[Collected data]

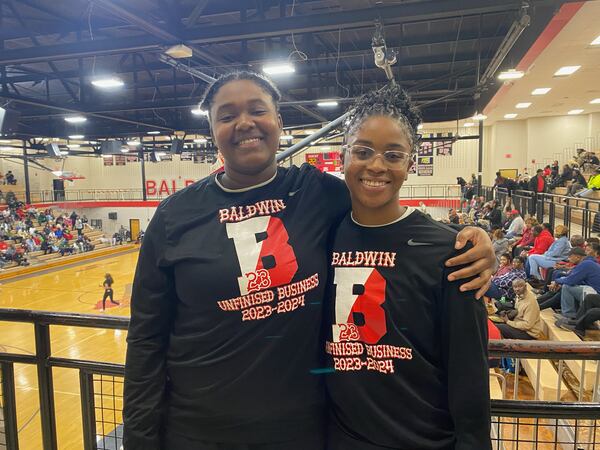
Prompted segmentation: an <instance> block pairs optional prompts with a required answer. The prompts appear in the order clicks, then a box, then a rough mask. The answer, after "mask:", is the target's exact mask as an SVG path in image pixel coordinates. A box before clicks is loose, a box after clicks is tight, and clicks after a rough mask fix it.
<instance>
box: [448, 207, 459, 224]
mask: <svg viewBox="0 0 600 450" xmlns="http://www.w3.org/2000/svg"><path fill="white" fill-rule="evenodd" d="M448 220H449V221H450V223H454V224H458V223H460V218H459V217H458V214H457V213H456V210H455V209H454V208H450V211H449V212H448Z"/></svg>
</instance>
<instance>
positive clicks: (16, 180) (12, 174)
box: [4, 170, 17, 185]
mask: <svg viewBox="0 0 600 450" xmlns="http://www.w3.org/2000/svg"><path fill="white" fill-rule="evenodd" d="M4 177H5V180H6V184H12V185H15V184H17V179H16V178H15V175H14V174H13V173H12V170H9V171H8V172H6V175H4Z"/></svg>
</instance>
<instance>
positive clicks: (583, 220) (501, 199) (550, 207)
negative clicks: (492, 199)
mask: <svg viewBox="0 0 600 450" xmlns="http://www.w3.org/2000/svg"><path fill="white" fill-rule="evenodd" d="M486 194H487V196H489V197H490V199H491V198H493V195H494V194H495V195H496V198H497V200H498V201H499V202H500V204H502V205H504V204H506V203H507V201H508V197H509V195H508V191H507V190H506V189H504V188H498V189H497V190H496V192H495V193H494V192H493V191H492V189H491V188H487V190H486ZM487 196H486V198H487ZM511 200H512V204H513V206H514V207H515V208H516V209H518V210H519V211H520V212H521V213H522V214H529V215H531V216H535V217H536V218H537V220H538V222H540V223H541V222H548V223H549V224H550V226H551V227H552V228H554V227H555V226H556V225H558V224H562V225H565V226H566V227H568V228H569V229H570V230H572V226H573V225H574V224H576V225H579V226H580V227H581V232H580V233H578V234H581V235H582V236H583V237H584V238H588V237H590V236H591V234H592V232H600V228H598V229H596V230H594V219H595V217H596V214H597V213H598V212H599V211H600V200H596V199H590V198H581V197H569V196H566V195H559V194H551V193H539V194H536V193H534V192H530V191H521V190H516V191H514V192H512V195H511ZM599 225H600V224H599Z"/></svg>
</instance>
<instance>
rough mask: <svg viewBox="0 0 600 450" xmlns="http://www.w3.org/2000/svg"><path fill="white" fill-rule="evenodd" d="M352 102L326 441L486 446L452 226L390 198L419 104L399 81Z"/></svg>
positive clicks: (447, 449)
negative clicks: (449, 264) (448, 261)
mask: <svg viewBox="0 0 600 450" xmlns="http://www.w3.org/2000/svg"><path fill="white" fill-rule="evenodd" d="M351 111H352V112H351V116H350V119H349V122H348V125H347V128H346V136H345V140H346V145H345V146H344V152H343V164H344V177H345V181H346V185H347V186H348V189H349V191H350V197H351V199H352V211H351V212H348V213H347V214H346V216H345V218H344V219H343V221H342V222H341V224H340V225H339V227H338V228H337V230H336V232H335V237H334V241H333V247H332V248H333V250H332V253H331V266H332V274H331V280H332V282H333V289H332V291H331V292H332V295H331V299H330V301H328V302H327V303H326V305H327V307H328V310H329V313H328V315H327V317H329V319H330V322H329V323H330V325H329V327H327V334H328V340H327V343H326V352H327V353H328V355H329V360H330V364H331V369H332V373H331V374H329V375H328V376H327V386H328V392H329V395H330V398H331V421H330V427H329V433H328V441H329V443H328V446H327V448H328V450H384V449H420V450H434V449H435V450H442V449H443V450H450V449H452V450H454V449H461V450H467V449H468V450H474V449H477V450H486V449H491V443H490V401H489V398H490V397H489V385H488V381H489V375H488V357H487V314H486V309H485V306H484V305H483V302H482V301H480V300H476V299H475V297H474V294H473V292H461V290H460V284H459V283H457V282H456V281H448V275H449V274H450V273H452V270H453V269H448V268H447V267H445V265H444V261H446V260H447V259H448V258H450V257H454V256H456V255H457V254H459V253H460V251H457V250H456V249H455V245H454V243H455V238H456V231H454V230H453V229H451V228H449V227H448V226H446V225H444V224H441V223H439V222H436V221H434V220H432V219H431V218H430V217H428V216H426V215H425V214H422V213H421V212H420V211H418V210H416V209H415V208H411V207H404V206H401V204H400V203H399V190H400V188H401V187H402V184H403V183H404V181H405V180H406V179H407V177H408V170H409V168H410V166H411V164H412V157H411V156H412V153H413V152H414V151H416V148H417V145H418V141H419V136H418V135H417V127H418V125H419V123H420V117H419V114H418V112H417V111H416V110H415V109H414V108H413V107H412V105H411V103H410V101H409V99H408V97H407V95H406V93H405V92H404V91H403V90H402V89H401V88H400V87H399V86H397V85H388V86H386V87H385V88H384V89H381V90H380V91H377V92H372V93H369V94H367V95H365V96H363V97H362V98H360V99H359V100H358V101H357V103H356V104H355V106H354V107H353V109H352V110H351Z"/></svg>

WHAT THE TASK REQUIRES:
Reproduce the listing word for word, beginning at its first line and ending after the line that contains "box: [448, 207, 459, 224]". Leave the pictures out of your answer.

REPLY:
Prompted segmentation: an <instance> block pairs optional prompts with a required answer. The prompts appear in the order clicks, then a box, then a rough mask. The answer, after "mask:", is the target's exact mask as an SVG path in image pixel coordinates. A box before clicks is loose, a box after clicks is tight, and clicks after a rough mask fix it.
<instance>
box: [448, 207, 459, 224]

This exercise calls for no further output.